[EXCERPT — start]

After university came a stint as an officer during the Vietnam War. “I saw things that made me grow up rapidly,” Whiten says. “I learned what it was like to live 24 hours a day in constant fear of death. I felt I survived that time because I was somehow protected, that there were things I had to do.”
Why immigrate to Canada?
“I didn’t feel the immediate restrictions of race and background here.” Then, the artist recites—from memory—the telegram he received from York University in the summer of 1968 offering him a job in the school’s projected faculty of fine arts. As a teacher, Whiten sought to impart “the capacity to think—not just theory, but how to apply it. The students thought I was crazy; initially, they wanted to hang me up by the heels, but years later they tell me that they use what I taught.”
I confirm this by speaking to the painter James Lahey, a former Whiten pupil. “Tim’s like a giant shaman,” he says. “The guy is a truth-seeker; he asks hard questions of himself, the viewer and students. He takes no prisoners—and he’s wicked smart.”
The sculptor Laura Moore recalls the intensity of Whiten’s first visit to her studio, “not because of what he said, but because he touched everything.” She speaks of a “reserved strength” that is felt in his presence. “He’s the real deal.”
Writings on Whiten’s work often employ words like “shamanic,” “sacred,” “spiritual”—concepts that make some people squirm.
“Sacred,” Whiten says, is anything that is “revered beyond the norm, like this skull that once held the presence of a living person.”
“Anything,” he lifts his teacup, “should you give it to someone with love, becomes spiritualized.”
The glass broom has been spiritualized because he “assisted” the original object, turning it into glass. This “assisting” is the crucial framing device; in this way, low materials can be valued highly.

[EXCERPT — finish]
[EXCERPTED DATA — start]

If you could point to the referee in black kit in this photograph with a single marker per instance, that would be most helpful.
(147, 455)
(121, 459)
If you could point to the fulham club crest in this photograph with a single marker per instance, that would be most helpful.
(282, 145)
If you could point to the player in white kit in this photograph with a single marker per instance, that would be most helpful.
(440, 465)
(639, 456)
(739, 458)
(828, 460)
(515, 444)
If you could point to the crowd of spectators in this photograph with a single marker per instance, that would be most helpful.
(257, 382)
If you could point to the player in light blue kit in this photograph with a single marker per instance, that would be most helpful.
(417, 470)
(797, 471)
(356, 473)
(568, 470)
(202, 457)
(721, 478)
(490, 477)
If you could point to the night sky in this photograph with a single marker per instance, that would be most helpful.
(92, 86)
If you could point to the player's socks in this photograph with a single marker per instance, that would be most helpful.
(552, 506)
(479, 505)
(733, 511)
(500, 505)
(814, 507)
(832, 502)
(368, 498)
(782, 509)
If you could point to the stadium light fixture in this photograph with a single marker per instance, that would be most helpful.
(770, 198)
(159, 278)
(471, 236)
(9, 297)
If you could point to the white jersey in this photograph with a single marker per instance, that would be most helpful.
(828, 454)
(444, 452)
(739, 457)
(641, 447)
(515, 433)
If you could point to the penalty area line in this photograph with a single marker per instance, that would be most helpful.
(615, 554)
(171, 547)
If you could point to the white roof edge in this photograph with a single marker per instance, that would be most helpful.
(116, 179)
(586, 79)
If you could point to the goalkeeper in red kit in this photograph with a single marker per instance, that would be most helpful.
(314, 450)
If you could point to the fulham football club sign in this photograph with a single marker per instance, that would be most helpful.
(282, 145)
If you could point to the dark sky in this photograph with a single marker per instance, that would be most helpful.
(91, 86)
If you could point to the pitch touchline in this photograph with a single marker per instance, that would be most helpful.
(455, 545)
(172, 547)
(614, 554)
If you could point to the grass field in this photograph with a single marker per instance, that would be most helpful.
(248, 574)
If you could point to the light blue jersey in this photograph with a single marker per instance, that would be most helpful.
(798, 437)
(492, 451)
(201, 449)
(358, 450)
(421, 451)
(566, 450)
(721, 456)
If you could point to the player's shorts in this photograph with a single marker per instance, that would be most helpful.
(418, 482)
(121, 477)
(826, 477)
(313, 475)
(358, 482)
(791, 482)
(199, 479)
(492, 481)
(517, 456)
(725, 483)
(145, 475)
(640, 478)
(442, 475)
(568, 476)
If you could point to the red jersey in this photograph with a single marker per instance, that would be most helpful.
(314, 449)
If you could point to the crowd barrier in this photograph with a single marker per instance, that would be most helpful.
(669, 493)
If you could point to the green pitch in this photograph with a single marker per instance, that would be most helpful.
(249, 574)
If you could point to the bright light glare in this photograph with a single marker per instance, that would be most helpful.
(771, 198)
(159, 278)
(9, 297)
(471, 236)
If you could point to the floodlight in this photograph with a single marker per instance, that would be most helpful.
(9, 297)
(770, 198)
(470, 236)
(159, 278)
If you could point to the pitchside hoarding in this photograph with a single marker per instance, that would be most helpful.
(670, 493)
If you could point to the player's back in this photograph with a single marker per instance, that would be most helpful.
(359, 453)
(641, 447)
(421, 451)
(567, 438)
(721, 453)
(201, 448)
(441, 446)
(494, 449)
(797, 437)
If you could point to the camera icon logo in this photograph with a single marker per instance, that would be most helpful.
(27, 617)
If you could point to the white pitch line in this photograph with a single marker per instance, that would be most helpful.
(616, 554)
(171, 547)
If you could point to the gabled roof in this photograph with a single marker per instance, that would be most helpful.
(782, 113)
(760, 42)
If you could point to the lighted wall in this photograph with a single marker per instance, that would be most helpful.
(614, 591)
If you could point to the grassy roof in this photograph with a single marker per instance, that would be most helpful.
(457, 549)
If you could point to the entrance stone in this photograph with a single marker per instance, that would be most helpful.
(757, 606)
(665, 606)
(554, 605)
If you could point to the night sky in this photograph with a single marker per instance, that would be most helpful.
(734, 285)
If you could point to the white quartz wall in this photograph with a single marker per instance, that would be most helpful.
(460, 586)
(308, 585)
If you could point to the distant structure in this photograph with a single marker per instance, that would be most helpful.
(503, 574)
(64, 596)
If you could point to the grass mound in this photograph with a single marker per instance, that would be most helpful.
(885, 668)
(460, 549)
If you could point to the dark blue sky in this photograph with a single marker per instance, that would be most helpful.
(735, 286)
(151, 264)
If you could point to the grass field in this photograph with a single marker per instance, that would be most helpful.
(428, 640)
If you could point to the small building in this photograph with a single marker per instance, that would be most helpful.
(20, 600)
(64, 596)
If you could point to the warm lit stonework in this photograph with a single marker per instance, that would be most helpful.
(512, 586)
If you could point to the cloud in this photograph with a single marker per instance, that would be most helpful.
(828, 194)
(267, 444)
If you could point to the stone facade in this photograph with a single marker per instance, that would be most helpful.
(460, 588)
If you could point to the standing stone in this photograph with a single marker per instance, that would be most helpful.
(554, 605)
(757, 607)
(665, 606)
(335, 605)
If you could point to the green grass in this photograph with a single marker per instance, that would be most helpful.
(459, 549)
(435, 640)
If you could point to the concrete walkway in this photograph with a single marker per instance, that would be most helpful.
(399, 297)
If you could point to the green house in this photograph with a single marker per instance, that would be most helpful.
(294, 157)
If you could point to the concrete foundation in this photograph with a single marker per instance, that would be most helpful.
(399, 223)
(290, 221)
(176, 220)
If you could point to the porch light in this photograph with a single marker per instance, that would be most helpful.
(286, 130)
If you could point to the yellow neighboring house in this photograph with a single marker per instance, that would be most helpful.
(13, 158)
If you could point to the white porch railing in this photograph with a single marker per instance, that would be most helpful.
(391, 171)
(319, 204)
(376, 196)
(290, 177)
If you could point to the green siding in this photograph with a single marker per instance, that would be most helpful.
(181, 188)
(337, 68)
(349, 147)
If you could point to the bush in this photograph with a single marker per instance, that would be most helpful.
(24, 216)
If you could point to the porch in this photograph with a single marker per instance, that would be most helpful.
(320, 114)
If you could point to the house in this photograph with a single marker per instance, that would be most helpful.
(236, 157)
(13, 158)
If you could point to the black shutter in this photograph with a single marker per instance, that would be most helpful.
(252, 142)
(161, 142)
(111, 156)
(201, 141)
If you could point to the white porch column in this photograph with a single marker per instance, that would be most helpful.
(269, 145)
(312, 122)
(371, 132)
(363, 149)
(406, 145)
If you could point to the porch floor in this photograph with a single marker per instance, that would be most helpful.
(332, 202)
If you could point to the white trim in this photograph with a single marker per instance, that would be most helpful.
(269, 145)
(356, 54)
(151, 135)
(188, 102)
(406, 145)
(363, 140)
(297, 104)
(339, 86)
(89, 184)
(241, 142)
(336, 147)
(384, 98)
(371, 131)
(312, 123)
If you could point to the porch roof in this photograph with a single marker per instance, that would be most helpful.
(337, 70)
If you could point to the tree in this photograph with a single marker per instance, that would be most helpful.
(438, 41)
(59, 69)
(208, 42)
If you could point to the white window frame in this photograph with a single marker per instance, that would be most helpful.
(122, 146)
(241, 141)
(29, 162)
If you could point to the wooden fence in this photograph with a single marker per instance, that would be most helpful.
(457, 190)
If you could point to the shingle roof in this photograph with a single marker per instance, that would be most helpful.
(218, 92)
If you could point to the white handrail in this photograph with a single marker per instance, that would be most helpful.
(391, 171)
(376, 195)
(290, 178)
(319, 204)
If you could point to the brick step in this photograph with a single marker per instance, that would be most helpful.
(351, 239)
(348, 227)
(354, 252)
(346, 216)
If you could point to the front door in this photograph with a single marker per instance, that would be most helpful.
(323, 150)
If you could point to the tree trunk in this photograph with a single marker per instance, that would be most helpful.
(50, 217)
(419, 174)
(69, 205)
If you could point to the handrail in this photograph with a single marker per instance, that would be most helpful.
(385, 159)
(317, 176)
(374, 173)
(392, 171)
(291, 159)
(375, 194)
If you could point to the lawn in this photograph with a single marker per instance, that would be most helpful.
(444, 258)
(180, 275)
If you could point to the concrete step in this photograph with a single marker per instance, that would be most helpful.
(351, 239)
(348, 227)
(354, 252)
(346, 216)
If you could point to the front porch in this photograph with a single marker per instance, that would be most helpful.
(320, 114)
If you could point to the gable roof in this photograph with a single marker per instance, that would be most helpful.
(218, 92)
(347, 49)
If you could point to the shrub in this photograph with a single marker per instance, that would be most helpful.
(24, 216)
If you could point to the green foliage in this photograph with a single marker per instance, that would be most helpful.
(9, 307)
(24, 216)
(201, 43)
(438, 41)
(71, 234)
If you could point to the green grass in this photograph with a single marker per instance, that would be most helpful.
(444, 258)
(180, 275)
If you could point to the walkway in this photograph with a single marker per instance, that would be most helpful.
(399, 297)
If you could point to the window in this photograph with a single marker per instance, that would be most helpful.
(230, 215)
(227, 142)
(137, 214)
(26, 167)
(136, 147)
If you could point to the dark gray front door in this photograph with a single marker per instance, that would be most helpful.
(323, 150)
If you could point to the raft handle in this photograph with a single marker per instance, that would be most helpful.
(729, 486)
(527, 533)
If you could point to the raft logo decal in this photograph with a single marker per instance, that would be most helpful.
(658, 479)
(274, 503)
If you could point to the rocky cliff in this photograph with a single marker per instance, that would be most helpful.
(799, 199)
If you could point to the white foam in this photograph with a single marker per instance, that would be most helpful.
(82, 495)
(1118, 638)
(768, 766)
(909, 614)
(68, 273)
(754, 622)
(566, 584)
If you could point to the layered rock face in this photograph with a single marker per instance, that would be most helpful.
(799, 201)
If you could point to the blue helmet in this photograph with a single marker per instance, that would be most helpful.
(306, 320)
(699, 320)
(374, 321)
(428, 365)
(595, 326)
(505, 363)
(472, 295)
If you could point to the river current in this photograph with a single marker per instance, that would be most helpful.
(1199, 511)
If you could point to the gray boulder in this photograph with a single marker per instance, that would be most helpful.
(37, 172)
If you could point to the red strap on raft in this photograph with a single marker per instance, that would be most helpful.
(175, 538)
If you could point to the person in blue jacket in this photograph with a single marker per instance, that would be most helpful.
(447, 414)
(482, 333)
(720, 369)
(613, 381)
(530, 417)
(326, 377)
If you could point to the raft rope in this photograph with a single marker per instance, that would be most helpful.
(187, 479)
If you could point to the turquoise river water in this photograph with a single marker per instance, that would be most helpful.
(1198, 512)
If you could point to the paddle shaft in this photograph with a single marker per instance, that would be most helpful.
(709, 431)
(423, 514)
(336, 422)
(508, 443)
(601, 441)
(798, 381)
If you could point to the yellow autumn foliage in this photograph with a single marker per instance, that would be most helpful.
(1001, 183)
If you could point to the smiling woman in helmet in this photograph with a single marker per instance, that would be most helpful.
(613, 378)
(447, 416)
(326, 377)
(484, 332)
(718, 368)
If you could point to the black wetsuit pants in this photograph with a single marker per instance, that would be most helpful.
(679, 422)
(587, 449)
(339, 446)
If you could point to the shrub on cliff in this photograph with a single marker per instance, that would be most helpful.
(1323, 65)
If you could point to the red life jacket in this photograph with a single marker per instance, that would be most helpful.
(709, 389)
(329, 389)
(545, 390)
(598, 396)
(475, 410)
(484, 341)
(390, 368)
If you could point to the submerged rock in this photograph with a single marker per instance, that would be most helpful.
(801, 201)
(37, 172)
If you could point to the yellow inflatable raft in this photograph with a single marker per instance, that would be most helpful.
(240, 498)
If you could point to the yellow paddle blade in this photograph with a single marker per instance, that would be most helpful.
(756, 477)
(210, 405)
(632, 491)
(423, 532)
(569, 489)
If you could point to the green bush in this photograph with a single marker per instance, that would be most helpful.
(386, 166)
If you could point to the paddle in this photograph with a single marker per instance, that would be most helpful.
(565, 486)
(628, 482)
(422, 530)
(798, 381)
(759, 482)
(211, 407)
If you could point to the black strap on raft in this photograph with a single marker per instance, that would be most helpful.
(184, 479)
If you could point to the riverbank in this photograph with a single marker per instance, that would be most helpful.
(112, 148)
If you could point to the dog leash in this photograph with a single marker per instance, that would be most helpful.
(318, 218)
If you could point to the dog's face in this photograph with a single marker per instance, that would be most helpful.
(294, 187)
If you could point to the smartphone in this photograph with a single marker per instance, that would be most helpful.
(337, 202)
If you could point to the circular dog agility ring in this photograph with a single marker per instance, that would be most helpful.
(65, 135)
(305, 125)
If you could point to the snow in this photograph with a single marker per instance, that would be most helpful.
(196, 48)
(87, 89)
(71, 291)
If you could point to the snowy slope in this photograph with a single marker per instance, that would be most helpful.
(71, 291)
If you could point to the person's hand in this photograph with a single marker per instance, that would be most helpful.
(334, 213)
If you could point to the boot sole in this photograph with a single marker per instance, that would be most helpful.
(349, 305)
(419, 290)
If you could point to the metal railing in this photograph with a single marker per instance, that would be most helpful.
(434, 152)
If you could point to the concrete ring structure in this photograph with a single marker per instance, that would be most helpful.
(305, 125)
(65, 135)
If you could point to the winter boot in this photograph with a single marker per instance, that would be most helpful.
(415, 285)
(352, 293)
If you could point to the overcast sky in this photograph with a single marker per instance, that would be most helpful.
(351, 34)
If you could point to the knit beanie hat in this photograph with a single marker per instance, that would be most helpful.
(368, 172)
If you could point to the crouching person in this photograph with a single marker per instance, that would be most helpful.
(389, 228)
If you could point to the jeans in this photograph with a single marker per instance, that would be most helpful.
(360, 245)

[EXCERPTED DATA — finish]

Reproduce the excerpt about Tim Whiten in full, word for word. The entries have no connection to the excerpt about Tim Whiten.

After university came a stint as an officer during the Vietnam War. “I saw things that made me grow up rapidly,” Whiten says. “I learned what it was like to live 24 hours a day in constant fear of death. I felt I survived that time because I was somehow protected, that there were things I had to do.”
Why immigrate to Canada?
“I didn’t feel the immediate restrictions of race and background here.” Then, the artist recites—from memory—the telegram he received from York University in the summer of 1968 offering him a job in the school’s projected faculty of fine arts. As a teacher, Whiten sought to impart “the capacity to think—not just theory, but how to apply it. The students thought I was crazy; initially, they wanted to hang me up by the heels, but years later they tell me that they use what I taught.”
I confirm this by speaking to the painter James Lahey, a former Whiten pupil. “Tim’s like a giant shaman,” he says. “The guy is a truth-seeker; he asks hard questions of himself, the viewer and students. He takes no prisoners—and he’s wicked smart.”
The sculptor Laura Moore recalls the intensity of Whiten’s first visit to her studio, “not because of what he said, but because he touched everything.” She speaks of a “reserved strength” that is felt in his presence. “He’s the real deal.”
Writings on Whiten’s work often employ words like “shamanic,” “sacred,” “spiritual”—concepts that make some people squirm.
“Sacred,” Whiten says, is anything that is “revered beyond the norm, like this skull that once held the presence of a living person.”
“Anything,” he lifts his teacup, “should you give it to someone with love, becomes spiritualized.”
The glass broom has been spiritualized because he “assisted” the original object, turning it into glass. This “assisting” is the crucial framing device; in this way, low materials can be valued highly.